** START OF Material shown **
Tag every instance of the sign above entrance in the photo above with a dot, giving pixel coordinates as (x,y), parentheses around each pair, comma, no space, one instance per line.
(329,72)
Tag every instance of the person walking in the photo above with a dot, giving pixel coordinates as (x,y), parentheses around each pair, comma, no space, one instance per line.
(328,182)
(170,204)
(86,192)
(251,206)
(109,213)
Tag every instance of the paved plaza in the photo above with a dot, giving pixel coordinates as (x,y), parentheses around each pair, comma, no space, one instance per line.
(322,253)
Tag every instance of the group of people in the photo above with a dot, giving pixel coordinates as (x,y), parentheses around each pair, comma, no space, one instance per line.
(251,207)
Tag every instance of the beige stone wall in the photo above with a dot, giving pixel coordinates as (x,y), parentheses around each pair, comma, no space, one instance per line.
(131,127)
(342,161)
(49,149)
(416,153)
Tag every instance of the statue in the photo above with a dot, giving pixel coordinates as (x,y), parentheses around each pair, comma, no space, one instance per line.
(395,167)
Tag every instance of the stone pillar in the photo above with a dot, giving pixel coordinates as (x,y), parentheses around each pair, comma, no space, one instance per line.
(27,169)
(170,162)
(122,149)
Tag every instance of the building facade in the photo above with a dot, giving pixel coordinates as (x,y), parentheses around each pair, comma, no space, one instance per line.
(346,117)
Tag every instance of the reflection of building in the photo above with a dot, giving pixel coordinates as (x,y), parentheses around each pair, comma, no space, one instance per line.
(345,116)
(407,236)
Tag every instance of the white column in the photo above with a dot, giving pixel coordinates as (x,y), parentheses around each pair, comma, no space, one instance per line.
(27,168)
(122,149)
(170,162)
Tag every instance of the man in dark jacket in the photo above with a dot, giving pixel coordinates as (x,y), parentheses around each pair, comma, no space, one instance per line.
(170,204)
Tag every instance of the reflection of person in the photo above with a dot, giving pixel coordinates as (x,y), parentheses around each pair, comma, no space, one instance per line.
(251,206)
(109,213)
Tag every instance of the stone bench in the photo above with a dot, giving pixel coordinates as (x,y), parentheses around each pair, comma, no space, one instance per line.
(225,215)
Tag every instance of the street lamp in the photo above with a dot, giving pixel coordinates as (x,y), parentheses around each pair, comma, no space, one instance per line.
** END OF Material shown **
Work to do
Copy word for word every line of the material above, from the line containing "Tag every instance of the building" through the last line of the material, including both.

Completed exercise
Tag every instance of the building facade in the photo above with a dot, giving pixel coordinates as (x,y), parentheses around each pair, comma, no space, one instance per line.
(346,117)
Tag every instance of the reflection of building in the photo above with a dot, giving pixel coordinates as (x,y), parentheses around each pair, comma, no space, one instance per line.
(345,116)
(407,236)
Tag every instance of the white column in the photo above with a dot, giving pixel coordinates as (x,y), parentheses around each pair, comma, no space, one instance per line.
(27,168)
(122,149)
(170,162)
Tag every instance of the man in dark jacket in the photo above with a dot, giving pixel coordinates as (x,y), parentheses around each pair, comma, no space, one instance per line.
(170,204)
Tag every instance of the reflection of person in the photo above with a dot, giving pixel coordinates as (x,y), parentheses around each pair, comma, no space, one instance per line.
(251,206)
(109,213)
Tag every instance of the stone bench in the photo above with a dot, giving pixel coordinates as (x,y), parentheses around each pair, comma, no space, one instance per line.
(225,215)
Tag every instance of the street lamp in the photo above with a dot, giving pixel coordinates as (x,y), parentheses around each pair, comma, no space, one instance per line.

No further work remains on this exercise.